- **THE REQUEST**: Transcribe every entry below word for word, but skip the pictures.

Dataset rows:

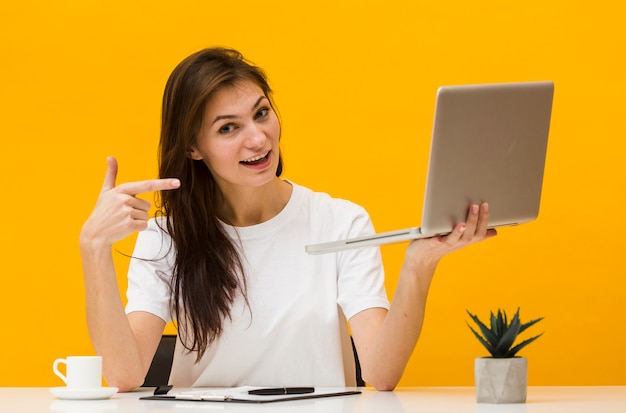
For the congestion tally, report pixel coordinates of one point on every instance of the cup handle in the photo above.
(55, 369)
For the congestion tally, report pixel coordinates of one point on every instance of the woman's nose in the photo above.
(255, 136)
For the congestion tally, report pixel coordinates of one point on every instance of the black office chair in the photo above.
(159, 372)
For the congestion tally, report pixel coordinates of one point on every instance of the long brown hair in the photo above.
(207, 272)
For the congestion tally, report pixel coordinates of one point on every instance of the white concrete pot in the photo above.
(501, 380)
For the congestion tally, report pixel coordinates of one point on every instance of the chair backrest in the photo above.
(159, 372)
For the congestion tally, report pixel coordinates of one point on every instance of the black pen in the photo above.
(276, 391)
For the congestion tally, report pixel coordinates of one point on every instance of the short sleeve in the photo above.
(150, 273)
(361, 276)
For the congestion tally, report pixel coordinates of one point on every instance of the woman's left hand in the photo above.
(472, 231)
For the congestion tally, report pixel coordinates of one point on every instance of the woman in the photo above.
(225, 255)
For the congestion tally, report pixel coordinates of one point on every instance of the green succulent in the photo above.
(498, 339)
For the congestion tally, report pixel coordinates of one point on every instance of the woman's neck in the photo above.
(243, 207)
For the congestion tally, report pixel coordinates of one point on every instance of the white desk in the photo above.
(403, 400)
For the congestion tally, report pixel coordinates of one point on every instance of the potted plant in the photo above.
(502, 377)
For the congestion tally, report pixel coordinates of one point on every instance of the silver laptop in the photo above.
(488, 145)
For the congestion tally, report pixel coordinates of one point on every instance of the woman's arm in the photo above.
(385, 339)
(126, 343)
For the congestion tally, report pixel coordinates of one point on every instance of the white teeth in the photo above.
(257, 157)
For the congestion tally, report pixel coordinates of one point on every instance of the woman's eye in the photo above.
(228, 128)
(262, 113)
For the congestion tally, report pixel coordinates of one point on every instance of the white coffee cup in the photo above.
(81, 372)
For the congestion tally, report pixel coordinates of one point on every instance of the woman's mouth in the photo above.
(257, 160)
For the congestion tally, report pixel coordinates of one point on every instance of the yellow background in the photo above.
(355, 83)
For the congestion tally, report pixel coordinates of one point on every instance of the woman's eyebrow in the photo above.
(256, 104)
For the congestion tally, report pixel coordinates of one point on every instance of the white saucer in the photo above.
(99, 393)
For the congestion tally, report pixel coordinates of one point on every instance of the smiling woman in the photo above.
(251, 307)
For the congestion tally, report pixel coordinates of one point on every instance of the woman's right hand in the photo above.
(118, 212)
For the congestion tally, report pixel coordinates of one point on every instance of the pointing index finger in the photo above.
(150, 185)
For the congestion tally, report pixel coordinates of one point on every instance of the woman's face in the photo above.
(239, 137)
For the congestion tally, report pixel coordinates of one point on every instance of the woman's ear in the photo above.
(194, 153)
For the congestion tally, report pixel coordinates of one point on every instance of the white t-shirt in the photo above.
(293, 333)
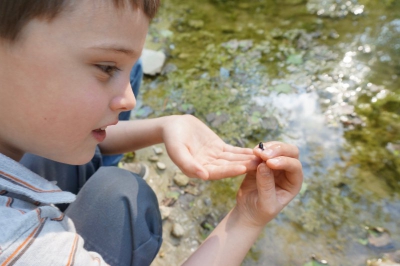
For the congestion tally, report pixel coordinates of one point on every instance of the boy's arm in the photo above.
(191, 145)
(262, 195)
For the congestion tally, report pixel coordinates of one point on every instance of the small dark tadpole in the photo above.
(261, 146)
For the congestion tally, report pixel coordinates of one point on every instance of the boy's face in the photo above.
(63, 81)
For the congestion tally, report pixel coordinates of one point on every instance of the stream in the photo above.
(323, 75)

- **PROBLEM SOLUTION**:
For the congestion tally, report pixel coordinates of one point on every instance of the cup handle in the photo above.
(55, 369)
For the congestion tally, report pixel coordinates of one point on every instance of the woman's nose in the photo above.
(255, 136)
For the congestion tally, report pixel coordinates of one point on every instance of the black office chair in the photo above.
(159, 372)
For the congestion tally, report pixel coordinates of one point on every instance of the long brown hair in the photo above.
(207, 272)
For the congestion tally, report pixel coordinates of one point on every instance of the white concrete pot in the photo above.
(501, 380)
For the congestion tally, report pixel coordinates of one point on every instance of the chair backrest in the photo above.
(159, 372)
For the congestion tally, report pixel coordinates of one point on every instance of the black pen in the photo above.
(276, 391)
For the congestion tally, report pixel coordinates of one point on every instance of the short sleeve in the photo above.
(150, 273)
(361, 276)
For the congestion tally, report pixel coordinates of one point on every instance of the woman's left hand in the photo above.
(472, 231)
For the congestion tally, report pixel coordinates of one point on every instance of the woman in the photo above.
(225, 255)
For the congestion tally, report pixel coordinates of one point on every instance of the green succulent in the photo above.
(498, 339)
For the congestion tally, report pixel coordinates of one point on every instance of the woman's neck in the photo above.
(243, 207)
For the congestion tally, report pixel coordinates of one point on every instance of the white desk in the photo above.
(403, 400)
For the congestion tally, report pixel coordinates of one point on every instance of the potted plant in the photo above.
(502, 377)
For the congestion tally, report pixel coordinates of one point on every instance of the silver laptop in the photo above.
(488, 145)
For the congestion tally, report pixel coordinates of one point on every instance of the woman's arm in the photo above.
(385, 339)
(126, 343)
For the congestion tally, report pixel coordinates of one point on every instance of the white teeth in the photo above.
(257, 157)
For the congestion tally, report pixel coordinates of one point on every instance of the woman's eye in the photo above.
(228, 128)
(262, 113)
For the congestion tally, report pixel coordinates of one point on every instance of the white coffee cup in the photo above.
(81, 372)
For the congestion tally, report pixel coordinates of one point on every instance of the woman's mouth in the photo above.
(257, 160)
For the congestion tally, report pixel coordinates of one point on every instance of the yellow background in the photo above.
(355, 83)
For the congestion tally, report pixel coordinates of one point on every instance of the woman's eyebrow in the photo above.
(256, 104)
For the congestion tally, report pixel coordinates of one point on every instance of the white saucer in the photo above.
(99, 393)
For the congestion tally, report pixel coordinates of one point on every instance of the smiling woman in the photo above.
(251, 307)
For the congestion tally, report pixel coordinates of one point on every instance of the woman's right hand in the photo above.
(118, 212)
For the congestion tally, report pixel coordinates of one point on every instance of the pointing index finger in the photo above.
(150, 185)
For the congestion tally, report pixel coordinates of one point on every instance of the woman's face in the photo above.
(239, 137)
For the congestion tally, report pixel coordinates of one point on every instance of the woman's ear in the photo above.
(194, 153)
For the congestion tally, report pixel coordinates of one point on every instance of the white t-shirt in the photo above.
(293, 333)
For the congestion tally, report pixel coordinates of one point on every instance of the boy's arm in the photo above.
(191, 145)
(262, 195)
For the congestion tally, report pixel coordinates of one point on every instance of the small dark tadpole in the photo above.
(261, 146)
For the congestion tally, report pixel coordinates of one point on every instance of the boy's face in the photo above.
(63, 81)
For the congestion tally, report pixel coordinates of one point on every instance of the stream in the photo above.
(323, 75)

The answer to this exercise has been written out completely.